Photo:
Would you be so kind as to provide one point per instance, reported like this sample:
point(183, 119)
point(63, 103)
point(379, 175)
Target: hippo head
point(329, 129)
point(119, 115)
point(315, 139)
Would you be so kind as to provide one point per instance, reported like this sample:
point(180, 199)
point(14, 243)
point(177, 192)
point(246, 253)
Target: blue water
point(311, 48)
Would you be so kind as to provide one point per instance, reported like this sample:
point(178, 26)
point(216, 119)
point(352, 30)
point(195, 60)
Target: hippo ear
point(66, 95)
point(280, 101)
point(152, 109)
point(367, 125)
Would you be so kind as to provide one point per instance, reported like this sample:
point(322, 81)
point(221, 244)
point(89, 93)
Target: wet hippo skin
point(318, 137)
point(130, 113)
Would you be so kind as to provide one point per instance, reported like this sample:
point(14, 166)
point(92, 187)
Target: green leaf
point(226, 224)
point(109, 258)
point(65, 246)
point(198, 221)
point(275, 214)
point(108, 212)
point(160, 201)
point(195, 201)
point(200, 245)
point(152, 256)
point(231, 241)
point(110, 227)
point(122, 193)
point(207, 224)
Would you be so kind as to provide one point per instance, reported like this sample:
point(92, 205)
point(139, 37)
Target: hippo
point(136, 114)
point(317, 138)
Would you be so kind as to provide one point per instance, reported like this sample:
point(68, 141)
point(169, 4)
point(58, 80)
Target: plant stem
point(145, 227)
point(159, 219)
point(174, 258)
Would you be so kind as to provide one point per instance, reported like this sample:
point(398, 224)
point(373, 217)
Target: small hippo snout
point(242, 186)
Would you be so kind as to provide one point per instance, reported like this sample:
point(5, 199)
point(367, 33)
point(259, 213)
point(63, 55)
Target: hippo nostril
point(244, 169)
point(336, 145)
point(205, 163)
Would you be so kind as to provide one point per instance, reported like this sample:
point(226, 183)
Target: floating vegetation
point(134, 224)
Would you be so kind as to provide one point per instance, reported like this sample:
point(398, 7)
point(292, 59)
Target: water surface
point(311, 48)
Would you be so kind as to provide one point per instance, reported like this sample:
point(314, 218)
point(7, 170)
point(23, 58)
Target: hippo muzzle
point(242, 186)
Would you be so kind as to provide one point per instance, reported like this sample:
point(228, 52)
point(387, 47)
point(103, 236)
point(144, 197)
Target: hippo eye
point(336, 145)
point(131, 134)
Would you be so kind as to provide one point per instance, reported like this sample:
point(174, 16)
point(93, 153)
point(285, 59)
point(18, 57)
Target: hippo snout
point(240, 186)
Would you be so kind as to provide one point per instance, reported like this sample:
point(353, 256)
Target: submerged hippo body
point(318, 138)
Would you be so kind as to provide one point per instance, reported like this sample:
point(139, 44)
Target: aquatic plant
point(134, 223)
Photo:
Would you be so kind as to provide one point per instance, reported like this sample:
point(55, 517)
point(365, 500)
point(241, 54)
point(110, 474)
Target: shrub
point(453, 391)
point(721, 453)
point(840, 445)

→ What needs to be done:
Rewrite the listing above so that every "sample" becomes "example", leaving everything else unchanged.

→ Exercise answer:
Photo:
Would you be so kind as to provide one point per instance, reported like this example:
point(183, 119)
point(63, 103)
point(379, 175)
Target: hippo head
point(329, 129)
point(119, 115)
point(315, 139)
Would you be so kind as to provide one point per instance, reported like this example:
point(180, 199)
point(14, 243)
point(177, 192)
point(246, 253)
Target: blue water
point(311, 48)
Would you be so kind as to provide one point per instance, reported like this example:
point(178, 26)
point(216, 119)
point(352, 30)
point(195, 60)
Target: hippo ear
point(66, 95)
point(280, 101)
point(152, 109)
point(367, 125)
Would you be so kind as to provide one point per instance, reported like this example:
point(322, 81)
point(221, 244)
point(89, 93)
Target: wet hippo skin
point(318, 137)
point(130, 113)
Would you be so kind as to provide one point per instance, reported like this example:
point(14, 166)
point(92, 187)
Target: green leaf
point(226, 224)
point(109, 258)
point(65, 246)
point(198, 221)
point(275, 214)
point(108, 212)
point(160, 201)
point(195, 201)
point(200, 245)
point(152, 256)
point(231, 241)
point(110, 227)
point(122, 193)
point(207, 224)
Would you be so kind as to provide one point per instance, reported like this example:
point(92, 205)
point(139, 37)
Target: hippo
point(136, 114)
point(317, 138)
Would you be so kind as to provide one point per instance, reported like this example:
point(68, 141)
point(169, 4)
point(58, 80)
Target: plant stem
point(145, 227)
point(159, 219)
point(174, 258)
Would you be so kind as to provide one point per instance, reported like this example:
point(398, 224)
point(373, 217)
Target: small hippo snout
point(242, 186)
Would you be so kind as to provide one point per instance, reported like this example:
point(5, 199)
point(367, 33)
point(259, 213)
point(63, 55)
Target: hippo nostril
point(244, 169)
point(336, 145)
point(205, 163)
Would you be so kind as to provide one point per instance, reported like this example:
point(226, 183)
Target: floating vegetation
point(134, 224)
Would you be so kind as to provide one point per instance, reported like this example:
point(398, 7)
point(292, 59)
Target: water surface
point(311, 48)
Would you be so kind as to provide one point per instance, reported like this example:
point(314, 218)
point(7, 170)
point(23, 58)
Target: hippo muzzle
point(242, 186)
Would you be so kind as to provide one point per instance, reported like this example:
point(228, 52)
point(387, 47)
point(103, 236)
point(144, 197)
Target: hippo eye
point(336, 145)
point(131, 134)
Would you be so kind as to provide one point per instance, reported like this example:
point(174, 16)
point(93, 153)
point(285, 59)
point(18, 57)
Target: hippo snout
point(240, 186)
Would you be so kind as to provide one point per instance, reported like this example:
point(353, 256)
Target: submerged hippo body
point(318, 138)
Would you be so kind as to provide one point per instance, reported like this example:
point(139, 44)
Target: aquatic plant
point(134, 223)
Photo:
Would you be so kind as to provide one point per instance, reported like this example:
point(55, 517)
point(365, 500)
point(241, 54)
point(110, 474)
Target: shrub
point(453, 391)
point(721, 453)
point(840, 445)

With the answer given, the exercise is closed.